- **任务 1**
下面这篇关于西方政治制度的文章认为有若干概念都指“整体社会”的政治结构，请列出全部这些概念。

- **页面正文**

西方政治制度的分类与比较研究
杨祖功
政治制度 政治体制 政治系统
对西方政治制度进行分类和比较研究之前,首先应该确定政治制度的内涵及它与几个相关概念的关系。过去人们对这些概念的理解不尽相同,或有些含混不清、区分不明。
政治制度、政治体制、政治系统或国体、政体都是指一个“整体社会”的政治结构。政治结构属上层建筑范畴,是由社会生产关系的总和,即社会的经济结构决定的。从这个意义上讲,它们的实质内容是一致的,只是涵盖的范围、对政治结构的规定性有宽狭或大小之分。

- **输入**
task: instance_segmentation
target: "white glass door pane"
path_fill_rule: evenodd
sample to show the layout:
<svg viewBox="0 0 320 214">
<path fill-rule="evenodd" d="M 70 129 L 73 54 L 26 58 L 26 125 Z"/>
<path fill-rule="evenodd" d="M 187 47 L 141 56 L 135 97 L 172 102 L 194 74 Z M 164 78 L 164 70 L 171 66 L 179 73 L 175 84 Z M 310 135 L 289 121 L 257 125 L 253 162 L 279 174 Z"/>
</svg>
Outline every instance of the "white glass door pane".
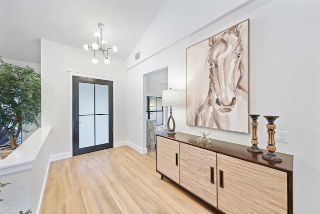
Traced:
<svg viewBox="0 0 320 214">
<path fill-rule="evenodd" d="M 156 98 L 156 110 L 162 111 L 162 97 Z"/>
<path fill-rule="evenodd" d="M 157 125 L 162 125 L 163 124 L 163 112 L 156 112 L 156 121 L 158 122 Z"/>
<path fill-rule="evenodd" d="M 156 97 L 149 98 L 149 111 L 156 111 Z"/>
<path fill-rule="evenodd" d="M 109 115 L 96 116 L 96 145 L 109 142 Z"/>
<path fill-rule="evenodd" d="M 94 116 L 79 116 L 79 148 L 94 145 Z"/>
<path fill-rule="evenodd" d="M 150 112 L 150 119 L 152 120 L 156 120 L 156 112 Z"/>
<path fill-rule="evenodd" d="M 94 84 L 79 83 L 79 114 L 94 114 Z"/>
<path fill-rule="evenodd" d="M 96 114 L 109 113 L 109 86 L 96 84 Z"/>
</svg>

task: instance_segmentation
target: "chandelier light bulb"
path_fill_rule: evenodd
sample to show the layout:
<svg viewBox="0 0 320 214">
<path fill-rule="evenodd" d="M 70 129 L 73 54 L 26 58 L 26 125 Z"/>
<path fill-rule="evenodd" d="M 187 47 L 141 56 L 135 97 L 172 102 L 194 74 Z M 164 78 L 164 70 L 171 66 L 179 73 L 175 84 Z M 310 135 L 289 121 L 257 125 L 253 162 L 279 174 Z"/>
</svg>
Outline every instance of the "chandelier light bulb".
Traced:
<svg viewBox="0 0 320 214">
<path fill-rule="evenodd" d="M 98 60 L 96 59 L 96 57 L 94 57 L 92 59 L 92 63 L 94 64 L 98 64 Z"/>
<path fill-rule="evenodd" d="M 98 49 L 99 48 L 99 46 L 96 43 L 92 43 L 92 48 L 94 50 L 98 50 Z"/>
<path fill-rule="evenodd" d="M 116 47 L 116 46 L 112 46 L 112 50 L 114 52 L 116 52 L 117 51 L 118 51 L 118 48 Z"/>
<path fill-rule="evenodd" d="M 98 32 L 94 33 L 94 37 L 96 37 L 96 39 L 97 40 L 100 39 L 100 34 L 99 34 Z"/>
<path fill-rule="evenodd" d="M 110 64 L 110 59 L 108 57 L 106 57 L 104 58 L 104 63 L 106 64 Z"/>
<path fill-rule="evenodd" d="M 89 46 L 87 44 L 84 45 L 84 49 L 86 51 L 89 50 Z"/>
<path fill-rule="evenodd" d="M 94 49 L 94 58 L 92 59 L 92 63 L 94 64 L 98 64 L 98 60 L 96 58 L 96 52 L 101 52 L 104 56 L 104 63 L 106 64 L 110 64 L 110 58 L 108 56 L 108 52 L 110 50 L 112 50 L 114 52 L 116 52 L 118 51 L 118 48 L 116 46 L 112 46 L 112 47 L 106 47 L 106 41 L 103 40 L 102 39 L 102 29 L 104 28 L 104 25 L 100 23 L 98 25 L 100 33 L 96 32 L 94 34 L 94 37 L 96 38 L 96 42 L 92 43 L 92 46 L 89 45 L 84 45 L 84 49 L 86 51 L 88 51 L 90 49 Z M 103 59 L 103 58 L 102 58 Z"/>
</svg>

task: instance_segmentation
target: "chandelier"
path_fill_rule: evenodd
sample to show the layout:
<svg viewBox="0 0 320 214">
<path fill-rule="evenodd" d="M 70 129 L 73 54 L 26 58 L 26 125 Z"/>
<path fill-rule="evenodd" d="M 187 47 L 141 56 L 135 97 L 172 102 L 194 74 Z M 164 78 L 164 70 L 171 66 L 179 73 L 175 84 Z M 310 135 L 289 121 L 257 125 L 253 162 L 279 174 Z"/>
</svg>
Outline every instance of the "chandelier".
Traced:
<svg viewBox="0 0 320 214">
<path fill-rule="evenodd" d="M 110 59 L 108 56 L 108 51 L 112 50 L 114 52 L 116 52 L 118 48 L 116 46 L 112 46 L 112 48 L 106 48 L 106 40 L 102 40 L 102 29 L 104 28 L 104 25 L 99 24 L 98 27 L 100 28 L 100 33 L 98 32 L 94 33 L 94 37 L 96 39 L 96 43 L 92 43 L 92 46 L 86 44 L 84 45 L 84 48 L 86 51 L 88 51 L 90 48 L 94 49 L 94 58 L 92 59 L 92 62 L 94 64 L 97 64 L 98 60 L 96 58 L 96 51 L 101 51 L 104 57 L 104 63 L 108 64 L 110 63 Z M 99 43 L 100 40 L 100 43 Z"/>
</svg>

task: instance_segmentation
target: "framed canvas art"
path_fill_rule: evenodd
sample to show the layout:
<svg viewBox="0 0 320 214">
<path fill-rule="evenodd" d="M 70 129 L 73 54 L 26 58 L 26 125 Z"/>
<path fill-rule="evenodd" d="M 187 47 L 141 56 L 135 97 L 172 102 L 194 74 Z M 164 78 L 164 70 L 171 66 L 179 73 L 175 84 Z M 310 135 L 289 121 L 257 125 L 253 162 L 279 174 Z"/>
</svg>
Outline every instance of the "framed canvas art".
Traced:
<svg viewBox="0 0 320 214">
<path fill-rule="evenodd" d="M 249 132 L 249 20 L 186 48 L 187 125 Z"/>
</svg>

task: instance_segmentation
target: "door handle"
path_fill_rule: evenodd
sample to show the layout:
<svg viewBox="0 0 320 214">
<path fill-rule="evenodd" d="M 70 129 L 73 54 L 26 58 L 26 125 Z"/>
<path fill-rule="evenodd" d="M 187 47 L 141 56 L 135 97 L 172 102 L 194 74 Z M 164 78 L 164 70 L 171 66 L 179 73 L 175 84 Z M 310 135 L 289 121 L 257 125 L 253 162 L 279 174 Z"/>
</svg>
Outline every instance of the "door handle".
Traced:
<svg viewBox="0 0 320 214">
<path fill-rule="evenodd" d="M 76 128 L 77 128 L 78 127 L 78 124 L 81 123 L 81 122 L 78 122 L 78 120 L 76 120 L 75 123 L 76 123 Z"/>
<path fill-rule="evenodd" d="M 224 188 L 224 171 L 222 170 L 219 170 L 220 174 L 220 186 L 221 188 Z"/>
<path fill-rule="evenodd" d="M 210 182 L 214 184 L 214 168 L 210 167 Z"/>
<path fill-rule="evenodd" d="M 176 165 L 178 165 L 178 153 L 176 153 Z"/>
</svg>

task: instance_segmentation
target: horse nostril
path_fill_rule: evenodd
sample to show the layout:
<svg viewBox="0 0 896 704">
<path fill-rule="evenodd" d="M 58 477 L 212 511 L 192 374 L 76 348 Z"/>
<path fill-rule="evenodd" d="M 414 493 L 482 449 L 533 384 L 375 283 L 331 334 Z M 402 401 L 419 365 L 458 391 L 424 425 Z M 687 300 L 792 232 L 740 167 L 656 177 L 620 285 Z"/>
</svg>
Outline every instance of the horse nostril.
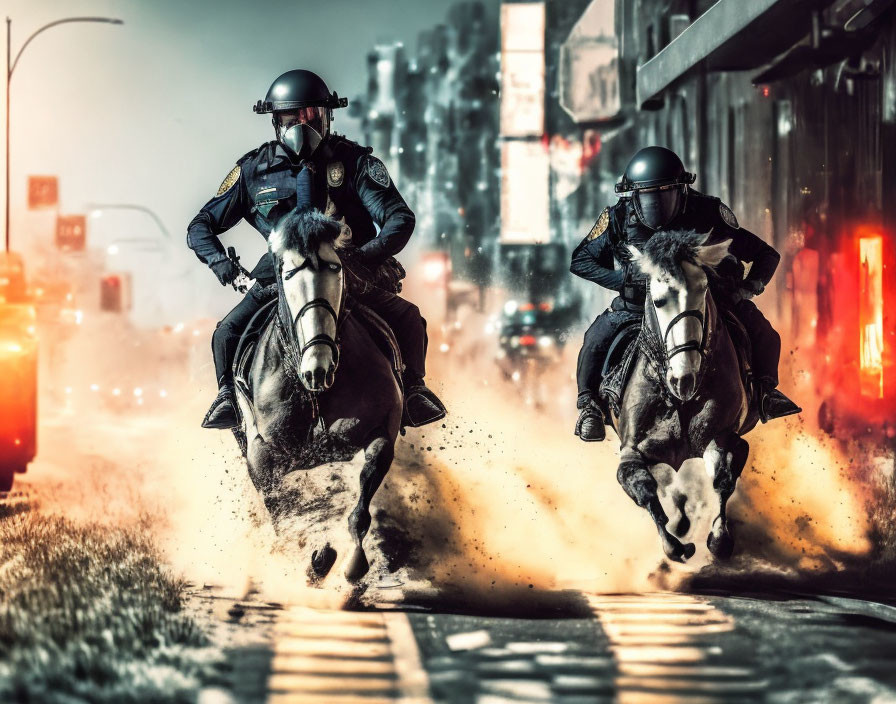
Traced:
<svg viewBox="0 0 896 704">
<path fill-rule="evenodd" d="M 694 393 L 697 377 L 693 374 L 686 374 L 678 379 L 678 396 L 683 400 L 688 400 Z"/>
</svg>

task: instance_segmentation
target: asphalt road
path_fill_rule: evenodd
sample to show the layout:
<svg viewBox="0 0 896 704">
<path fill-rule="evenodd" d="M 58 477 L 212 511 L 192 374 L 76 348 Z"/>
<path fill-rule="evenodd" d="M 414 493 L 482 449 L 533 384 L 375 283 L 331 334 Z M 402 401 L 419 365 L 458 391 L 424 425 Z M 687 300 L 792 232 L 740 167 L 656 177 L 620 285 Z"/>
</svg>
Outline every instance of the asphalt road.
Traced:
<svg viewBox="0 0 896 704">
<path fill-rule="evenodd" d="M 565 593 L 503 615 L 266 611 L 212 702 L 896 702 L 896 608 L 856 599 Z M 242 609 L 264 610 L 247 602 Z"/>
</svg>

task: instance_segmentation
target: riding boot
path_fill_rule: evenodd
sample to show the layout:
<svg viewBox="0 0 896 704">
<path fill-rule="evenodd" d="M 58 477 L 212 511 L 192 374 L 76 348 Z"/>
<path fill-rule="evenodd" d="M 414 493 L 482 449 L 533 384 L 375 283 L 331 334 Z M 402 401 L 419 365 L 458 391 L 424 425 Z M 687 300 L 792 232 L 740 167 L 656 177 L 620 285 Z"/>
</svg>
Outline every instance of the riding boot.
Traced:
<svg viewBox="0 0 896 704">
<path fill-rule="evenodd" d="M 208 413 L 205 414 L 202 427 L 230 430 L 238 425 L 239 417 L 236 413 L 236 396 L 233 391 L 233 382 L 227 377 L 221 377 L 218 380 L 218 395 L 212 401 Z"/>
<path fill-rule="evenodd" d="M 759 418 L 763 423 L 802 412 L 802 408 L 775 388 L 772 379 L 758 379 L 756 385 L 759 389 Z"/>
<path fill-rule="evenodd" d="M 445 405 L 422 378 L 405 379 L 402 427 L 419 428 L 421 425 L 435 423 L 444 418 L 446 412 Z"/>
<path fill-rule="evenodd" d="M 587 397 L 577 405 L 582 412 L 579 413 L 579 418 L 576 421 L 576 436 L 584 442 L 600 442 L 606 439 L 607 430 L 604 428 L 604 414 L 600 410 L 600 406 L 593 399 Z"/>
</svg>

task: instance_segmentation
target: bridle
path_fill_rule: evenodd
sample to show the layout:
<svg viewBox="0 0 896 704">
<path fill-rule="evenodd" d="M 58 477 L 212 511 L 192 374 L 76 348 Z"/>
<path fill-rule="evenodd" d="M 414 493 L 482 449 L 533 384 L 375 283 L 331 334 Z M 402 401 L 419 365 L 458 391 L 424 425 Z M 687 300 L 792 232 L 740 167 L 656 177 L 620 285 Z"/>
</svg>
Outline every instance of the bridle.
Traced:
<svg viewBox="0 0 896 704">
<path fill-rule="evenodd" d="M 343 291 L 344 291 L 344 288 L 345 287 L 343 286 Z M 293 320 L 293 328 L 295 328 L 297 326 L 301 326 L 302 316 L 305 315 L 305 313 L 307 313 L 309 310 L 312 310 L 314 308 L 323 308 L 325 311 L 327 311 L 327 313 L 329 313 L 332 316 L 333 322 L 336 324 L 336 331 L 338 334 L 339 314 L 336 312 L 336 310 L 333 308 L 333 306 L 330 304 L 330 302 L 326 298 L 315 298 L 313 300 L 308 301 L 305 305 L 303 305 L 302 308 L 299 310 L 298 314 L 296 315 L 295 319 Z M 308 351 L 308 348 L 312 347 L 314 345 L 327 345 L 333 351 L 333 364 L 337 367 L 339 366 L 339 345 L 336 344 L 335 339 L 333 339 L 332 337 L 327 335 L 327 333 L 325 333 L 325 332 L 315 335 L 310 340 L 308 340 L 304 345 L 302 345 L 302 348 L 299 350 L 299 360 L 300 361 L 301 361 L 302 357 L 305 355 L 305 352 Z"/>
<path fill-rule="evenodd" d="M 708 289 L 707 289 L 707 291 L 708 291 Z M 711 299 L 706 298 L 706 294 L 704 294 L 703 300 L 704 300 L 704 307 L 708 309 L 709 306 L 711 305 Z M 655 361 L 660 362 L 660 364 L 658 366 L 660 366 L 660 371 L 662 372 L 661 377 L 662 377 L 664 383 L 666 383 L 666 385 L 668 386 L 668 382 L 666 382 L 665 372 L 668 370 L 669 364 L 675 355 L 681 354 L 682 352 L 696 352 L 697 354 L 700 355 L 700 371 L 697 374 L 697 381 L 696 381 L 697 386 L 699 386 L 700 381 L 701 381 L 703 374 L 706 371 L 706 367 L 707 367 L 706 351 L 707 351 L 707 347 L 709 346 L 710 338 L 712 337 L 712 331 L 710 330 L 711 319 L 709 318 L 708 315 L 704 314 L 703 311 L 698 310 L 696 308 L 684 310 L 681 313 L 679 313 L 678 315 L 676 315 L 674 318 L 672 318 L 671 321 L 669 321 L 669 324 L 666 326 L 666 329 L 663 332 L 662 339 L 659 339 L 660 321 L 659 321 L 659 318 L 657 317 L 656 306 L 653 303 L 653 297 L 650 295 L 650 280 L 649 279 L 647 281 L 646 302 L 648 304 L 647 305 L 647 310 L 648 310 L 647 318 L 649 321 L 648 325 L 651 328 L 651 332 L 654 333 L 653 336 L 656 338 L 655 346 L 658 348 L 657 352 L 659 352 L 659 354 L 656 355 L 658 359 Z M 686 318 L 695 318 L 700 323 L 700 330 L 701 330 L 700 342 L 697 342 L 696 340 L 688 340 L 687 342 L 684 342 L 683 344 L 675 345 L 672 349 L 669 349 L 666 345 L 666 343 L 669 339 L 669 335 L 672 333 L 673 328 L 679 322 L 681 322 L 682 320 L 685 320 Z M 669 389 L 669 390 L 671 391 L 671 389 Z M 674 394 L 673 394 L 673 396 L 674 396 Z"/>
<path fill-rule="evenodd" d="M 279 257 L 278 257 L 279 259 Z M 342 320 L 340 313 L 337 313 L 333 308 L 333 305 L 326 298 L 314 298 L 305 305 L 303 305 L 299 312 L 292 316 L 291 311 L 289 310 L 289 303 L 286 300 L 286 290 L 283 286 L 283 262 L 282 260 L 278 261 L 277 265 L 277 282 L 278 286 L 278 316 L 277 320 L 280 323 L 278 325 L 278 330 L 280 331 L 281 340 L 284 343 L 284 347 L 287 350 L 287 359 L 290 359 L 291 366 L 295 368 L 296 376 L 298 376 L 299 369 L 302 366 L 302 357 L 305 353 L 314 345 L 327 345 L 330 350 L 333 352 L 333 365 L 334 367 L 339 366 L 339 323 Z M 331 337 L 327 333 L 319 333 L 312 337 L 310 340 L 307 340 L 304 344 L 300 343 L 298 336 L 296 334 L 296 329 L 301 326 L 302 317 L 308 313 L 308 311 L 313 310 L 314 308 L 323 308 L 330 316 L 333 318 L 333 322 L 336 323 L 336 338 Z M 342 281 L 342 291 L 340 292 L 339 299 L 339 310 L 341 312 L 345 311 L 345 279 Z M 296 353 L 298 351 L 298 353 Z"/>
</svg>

- **任务 2**
请逐字复制上述条目中从第一行起、到含有“94 116 L 79”的那一行止的各行，首尾两行均包括在内；答案中不要包含图片。

- **完整解答 1**
政治制度、政治体制、政治系统、国体、政体

- **完整解答 2**
task: instance_segmentation
target: "white glass door pane"
path_fill_rule: evenodd
sample to show the layout:
<svg viewBox="0 0 320 214">
<path fill-rule="evenodd" d="M 70 129 L 73 54 L 26 58 L 26 125 Z"/>
<path fill-rule="evenodd" d="M 187 47 L 141 56 L 135 97 L 172 102 L 194 74 Z M 164 78 L 164 70 L 171 66 L 179 73 L 175 84 Z M 310 135 L 289 121 L 257 125 L 253 162 L 279 174 Z"/>
</svg>
Outline every instance of the "white glass door pane".
Traced:
<svg viewBox="0 0 320 214">
<path fill-rule="evenodd" d="M 156 98 L 156 110 L 162 111 L 162 97 Z"/>
<path fill-rule="evenodd" d="M 157 125 L 162 125 L 163 124 L 163 112 L 156 112 L 156 121 L 158 122 Z"/>
<path fill-rule="evenodd" d="M 156 97 L 149 98 L 149 111 L 156 111 Z"/>
<path fill-rule="evenodd" d="M 109 115 L 96 116 L 96 145 L 109 142 Z"/>
<path fill-rule="evenodd" d="M 94 116 L 79 116 L 79 148 L 94 145 Z"/>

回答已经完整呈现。